>> START Raw data

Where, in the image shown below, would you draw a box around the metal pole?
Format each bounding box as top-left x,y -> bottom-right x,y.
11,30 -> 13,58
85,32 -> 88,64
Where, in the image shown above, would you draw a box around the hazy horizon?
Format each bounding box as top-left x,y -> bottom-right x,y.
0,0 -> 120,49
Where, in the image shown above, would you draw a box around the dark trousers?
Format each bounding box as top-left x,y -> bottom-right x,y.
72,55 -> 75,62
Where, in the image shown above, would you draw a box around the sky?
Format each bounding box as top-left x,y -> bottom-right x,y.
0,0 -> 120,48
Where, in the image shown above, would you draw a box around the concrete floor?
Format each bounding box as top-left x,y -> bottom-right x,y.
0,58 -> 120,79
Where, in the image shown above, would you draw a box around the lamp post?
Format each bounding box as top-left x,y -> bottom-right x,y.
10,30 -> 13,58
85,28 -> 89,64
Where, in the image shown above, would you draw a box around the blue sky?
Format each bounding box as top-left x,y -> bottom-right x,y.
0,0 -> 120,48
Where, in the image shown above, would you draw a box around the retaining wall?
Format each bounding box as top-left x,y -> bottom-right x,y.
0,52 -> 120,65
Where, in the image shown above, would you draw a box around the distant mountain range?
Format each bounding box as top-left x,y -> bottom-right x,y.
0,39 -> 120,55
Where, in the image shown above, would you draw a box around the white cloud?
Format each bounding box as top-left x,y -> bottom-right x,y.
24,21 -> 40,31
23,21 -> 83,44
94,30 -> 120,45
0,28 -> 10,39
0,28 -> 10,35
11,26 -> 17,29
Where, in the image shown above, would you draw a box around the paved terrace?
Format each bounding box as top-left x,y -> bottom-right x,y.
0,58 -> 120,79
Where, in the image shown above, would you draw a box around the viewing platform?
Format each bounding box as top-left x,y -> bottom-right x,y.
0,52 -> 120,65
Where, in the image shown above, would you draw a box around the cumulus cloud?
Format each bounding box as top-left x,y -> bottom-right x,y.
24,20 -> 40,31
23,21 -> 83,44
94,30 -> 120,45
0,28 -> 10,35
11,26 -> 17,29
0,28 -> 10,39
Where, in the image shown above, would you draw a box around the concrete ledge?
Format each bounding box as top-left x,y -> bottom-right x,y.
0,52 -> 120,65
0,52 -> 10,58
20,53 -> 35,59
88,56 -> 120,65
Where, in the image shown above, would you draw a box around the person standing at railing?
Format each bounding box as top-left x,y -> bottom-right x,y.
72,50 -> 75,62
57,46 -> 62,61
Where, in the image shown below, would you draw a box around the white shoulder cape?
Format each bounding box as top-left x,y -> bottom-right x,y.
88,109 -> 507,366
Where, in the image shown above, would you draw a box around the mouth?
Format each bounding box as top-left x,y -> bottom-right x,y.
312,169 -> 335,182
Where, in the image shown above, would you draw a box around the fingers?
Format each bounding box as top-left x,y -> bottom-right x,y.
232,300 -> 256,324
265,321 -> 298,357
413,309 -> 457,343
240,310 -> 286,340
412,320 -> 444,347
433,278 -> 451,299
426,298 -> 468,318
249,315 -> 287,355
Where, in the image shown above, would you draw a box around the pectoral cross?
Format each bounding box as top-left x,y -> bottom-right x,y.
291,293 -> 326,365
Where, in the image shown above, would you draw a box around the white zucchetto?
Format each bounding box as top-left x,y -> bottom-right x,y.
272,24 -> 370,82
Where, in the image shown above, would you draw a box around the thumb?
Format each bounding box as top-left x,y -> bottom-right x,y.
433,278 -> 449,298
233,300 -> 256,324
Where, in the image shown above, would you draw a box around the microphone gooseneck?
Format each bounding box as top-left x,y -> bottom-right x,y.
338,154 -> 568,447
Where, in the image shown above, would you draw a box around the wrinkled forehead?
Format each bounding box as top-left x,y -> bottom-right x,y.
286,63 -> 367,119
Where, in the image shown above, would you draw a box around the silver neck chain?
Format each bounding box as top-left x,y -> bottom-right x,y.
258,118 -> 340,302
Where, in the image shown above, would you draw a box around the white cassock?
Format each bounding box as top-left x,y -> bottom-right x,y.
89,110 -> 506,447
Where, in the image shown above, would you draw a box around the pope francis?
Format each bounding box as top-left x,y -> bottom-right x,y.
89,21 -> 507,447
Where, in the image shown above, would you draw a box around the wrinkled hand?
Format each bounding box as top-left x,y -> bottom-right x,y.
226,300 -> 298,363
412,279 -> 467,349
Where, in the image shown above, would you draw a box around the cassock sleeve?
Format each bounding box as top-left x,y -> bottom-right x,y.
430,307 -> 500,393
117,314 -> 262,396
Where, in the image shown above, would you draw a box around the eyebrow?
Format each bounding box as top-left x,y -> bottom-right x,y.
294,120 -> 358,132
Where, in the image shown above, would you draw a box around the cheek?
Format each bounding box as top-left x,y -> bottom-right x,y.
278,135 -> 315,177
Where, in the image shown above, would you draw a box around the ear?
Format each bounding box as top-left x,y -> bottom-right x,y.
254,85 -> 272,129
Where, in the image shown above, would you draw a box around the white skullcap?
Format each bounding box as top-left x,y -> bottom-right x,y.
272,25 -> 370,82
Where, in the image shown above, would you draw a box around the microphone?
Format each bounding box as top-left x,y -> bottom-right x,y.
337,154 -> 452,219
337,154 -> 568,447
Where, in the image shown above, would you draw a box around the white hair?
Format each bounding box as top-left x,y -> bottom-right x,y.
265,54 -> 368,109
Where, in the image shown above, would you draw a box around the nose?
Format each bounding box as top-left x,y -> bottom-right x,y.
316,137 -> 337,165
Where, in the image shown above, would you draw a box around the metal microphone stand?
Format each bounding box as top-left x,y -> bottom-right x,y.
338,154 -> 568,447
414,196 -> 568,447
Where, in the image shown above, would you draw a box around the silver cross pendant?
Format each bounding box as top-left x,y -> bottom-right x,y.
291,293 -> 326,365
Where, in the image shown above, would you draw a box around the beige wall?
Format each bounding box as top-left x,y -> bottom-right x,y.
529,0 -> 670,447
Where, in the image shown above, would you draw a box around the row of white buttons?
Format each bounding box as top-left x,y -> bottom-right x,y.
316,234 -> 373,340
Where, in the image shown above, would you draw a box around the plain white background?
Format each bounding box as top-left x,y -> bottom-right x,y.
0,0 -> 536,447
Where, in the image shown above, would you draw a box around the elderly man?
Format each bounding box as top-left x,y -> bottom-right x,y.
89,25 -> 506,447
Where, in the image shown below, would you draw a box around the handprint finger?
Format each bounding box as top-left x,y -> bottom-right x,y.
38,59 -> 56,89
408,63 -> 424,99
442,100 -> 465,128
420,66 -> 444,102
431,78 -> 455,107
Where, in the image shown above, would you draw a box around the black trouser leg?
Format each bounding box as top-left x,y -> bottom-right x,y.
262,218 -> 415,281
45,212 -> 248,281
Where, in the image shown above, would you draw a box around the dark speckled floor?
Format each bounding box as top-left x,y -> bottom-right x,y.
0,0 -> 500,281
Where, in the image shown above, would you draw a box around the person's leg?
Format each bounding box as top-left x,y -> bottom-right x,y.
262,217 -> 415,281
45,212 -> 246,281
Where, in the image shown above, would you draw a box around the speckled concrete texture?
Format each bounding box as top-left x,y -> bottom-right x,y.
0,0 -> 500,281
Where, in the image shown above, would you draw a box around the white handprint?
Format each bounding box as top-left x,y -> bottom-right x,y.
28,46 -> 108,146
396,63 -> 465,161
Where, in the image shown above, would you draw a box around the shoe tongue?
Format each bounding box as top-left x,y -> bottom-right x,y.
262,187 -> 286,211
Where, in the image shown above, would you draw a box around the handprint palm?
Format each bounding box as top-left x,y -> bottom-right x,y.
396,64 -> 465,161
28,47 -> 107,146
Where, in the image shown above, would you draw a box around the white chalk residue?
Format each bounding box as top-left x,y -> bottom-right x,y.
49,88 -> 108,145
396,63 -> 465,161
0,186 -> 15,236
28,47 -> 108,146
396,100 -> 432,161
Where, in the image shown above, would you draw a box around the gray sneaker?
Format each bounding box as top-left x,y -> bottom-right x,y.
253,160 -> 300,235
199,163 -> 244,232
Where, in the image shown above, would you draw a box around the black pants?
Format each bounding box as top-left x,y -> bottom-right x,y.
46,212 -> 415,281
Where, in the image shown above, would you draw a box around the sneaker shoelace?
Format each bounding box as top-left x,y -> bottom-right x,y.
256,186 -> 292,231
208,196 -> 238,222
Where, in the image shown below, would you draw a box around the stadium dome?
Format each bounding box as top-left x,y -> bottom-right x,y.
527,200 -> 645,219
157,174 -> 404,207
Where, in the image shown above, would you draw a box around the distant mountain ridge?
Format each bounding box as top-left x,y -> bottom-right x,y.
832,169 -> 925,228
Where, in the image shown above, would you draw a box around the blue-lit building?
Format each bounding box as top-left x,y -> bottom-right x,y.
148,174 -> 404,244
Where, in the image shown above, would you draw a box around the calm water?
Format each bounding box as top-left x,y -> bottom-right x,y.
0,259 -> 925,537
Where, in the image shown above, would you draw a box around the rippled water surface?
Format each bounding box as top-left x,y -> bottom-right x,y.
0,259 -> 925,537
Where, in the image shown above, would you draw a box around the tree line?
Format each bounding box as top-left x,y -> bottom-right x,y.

>> END Raw data

Reproduce the items word for word, from the first line through the line containing "0,0 -> 120,49", with that line included.

Where, in the image shown below, would you draw a box around the metal pole?
Format each bounding box as top-left x,y -> bottom-right x,y.
11,30 -> 13,58
85,32 -> 88,64
Where, in the image shown above, would you draw a box around the hazy horizon?
Format each bounding box as top-left x,y -> bottom-right x,y.
0,0 -> 120,49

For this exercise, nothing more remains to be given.